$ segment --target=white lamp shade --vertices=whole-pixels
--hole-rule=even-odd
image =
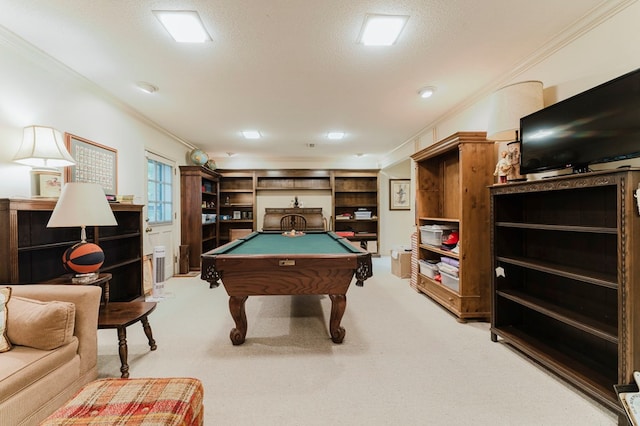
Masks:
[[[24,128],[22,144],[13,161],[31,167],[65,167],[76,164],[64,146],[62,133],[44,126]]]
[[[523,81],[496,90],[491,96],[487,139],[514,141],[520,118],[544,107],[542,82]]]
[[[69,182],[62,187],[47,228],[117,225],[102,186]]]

--

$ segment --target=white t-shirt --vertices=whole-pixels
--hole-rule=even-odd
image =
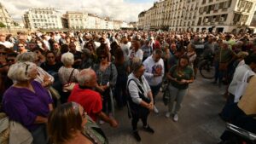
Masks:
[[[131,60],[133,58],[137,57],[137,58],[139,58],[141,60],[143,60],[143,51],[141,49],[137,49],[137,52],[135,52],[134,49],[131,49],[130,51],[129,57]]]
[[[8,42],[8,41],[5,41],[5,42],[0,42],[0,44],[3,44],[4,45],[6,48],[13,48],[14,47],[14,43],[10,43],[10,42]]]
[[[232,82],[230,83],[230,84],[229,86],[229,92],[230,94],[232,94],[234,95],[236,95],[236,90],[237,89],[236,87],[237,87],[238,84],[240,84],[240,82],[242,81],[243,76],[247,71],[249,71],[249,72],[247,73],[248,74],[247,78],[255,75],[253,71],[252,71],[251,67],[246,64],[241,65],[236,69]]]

» TASK TO CARRY OUT: Please rewrite the text from the line with "lamp shade --vertices=whole-pixels" up to and including the line with "[[[69,182],[62,187],[47,228],[117,225],[102,186]]]" as a JSON list of strings, one string per line, skipping blank lines. Leave the pictures out of your answer.

» RESULT FOR THIS TASK:
[
  "$ segment --target=white lamp shade --vertices=whole-pixels",
  "--hole-rule=even-odd",
  "image =",
  "Masks:",
  "[[[24,128],[22,144],[13,161],[31,167],[65,167],[76,164],[64,146],[62,133],[44,126]]]",
  "[[[523,81],[496,90],[491,96],[487,139],[514,141],[520,118],[544,107],[542,82]]]",
  "[[[69,182],[62,187],[47,228],[117,225],[102,186]]]"
]